■ **TEXT SEGMENT**:
In the 2000 film American Psycho the famously unreliable narrator claims to start his day with a thousand stomach crunches. If they ever try a remake, this boast will be updated to 1000 standing abdominal moves.
Fitness mega-influencer MadFit has been leading her 7.61 million followers through standing abs workouts, and on Instagram and TikTok more and more experts are recommending a core routine that does not involve lying down at all.
Is the standing abs workout a fashion, or does it really work? One well-known gym chain I called wanted no part of standing abs, saying they do not engage with exercise fads.
But Lucie Cowan, master trainer at Third Space, says standing core workouts are more effective than mat work. “Older people often complain they are straining their necks with floor exercises. Standing abs are better for stability and balance and, in effect, any exercise that works multiple muscle groups, like squats or lunges, is a standing abs workout if performed correctly.”
I must confess that until I saw these on social media, I had never heard of standing core workouts and was either working my stomach lying down or hanging from a bar – the latter requiring considerable grip and upper body strength.
But I can honestly say researching this has completely changed my stomach workout and I’m looking into time travel so I can redo all my previous workouts.
Firstly, it’s important to establish the basics – no stomach exercise will melt away your belly. Lucie Cowan points out that those who do want to reduce weight around the middle need to eat less and go for a run, while six-packs are usually a sign of excessive calorie control and deprivation.
“The aesthetic of visible abs is usually a sign you’ve been starving yourself. A flat stomach is about diet and cardio.”
Strong abs are usually hidden under a layer of very normal body fat. I exercise every day and have only ever seen anything resembling a six-pack after painful dental surgery put me off eating my usual intake for a while. This is not a routine I’d recommend.
Adam Byrne, clinical fitness lead for Nuffield’s London region, mostly gives his clients standing abdominal routines. Sometimes, he says, they want to know why there are no crunches, but once they’ve tried this approach and compared it to anything they can do lying down they understand the benefits.

Saved data entries
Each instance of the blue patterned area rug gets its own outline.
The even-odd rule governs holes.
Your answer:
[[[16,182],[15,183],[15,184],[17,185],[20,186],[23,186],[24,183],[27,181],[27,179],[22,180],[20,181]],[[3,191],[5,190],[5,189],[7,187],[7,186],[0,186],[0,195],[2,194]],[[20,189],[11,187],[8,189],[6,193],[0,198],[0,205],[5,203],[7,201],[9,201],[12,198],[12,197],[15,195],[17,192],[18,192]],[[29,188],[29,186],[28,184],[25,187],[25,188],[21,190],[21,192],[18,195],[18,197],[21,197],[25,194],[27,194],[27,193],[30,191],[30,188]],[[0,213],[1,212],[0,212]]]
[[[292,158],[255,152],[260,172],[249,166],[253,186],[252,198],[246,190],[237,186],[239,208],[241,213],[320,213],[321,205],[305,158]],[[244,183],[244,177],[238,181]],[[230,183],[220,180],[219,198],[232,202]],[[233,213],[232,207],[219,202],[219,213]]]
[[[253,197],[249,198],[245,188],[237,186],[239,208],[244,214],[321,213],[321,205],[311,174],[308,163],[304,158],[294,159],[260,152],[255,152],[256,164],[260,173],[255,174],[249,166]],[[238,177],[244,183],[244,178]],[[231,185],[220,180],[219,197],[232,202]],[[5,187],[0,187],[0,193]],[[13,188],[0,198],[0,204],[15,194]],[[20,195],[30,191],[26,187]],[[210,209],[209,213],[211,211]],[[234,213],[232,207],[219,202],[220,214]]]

■ **EXERCISE INSTRUCTIONS**:
a) List every fitness trainer or influencer named in the standing abs article, with the role the article gives each one.
b) Duplicate the passage of the standing abs article that begins at the words "Strong abs are" and stops after "understand the benefits.".

■ **ANSWERS FOR THE TASKS**:
a)
- MadFit: fitness mega-influencer with 7.61 million followers
- Lucie Cowan: master trainer at Third Space
- Adam Byrne: clinical fitness lead for Nuffield's London region

b)
Strong abs are usually hidden under a layer of very normal body fat. I exercise every day and have only ever seen anything resembling a six-pack after painful dental surgery put me off eating my usual intake for a while. This is not a routine I’d recommend.
Adam Byrne, clinical fitness lead for Nuffield’s London region, mostly gives his clients standing abdominal routines. Sometimes, he says, they want to know why there are no crunches, but once they’ve tried this approach and compared it to anything they can do lying down they understand the benefits.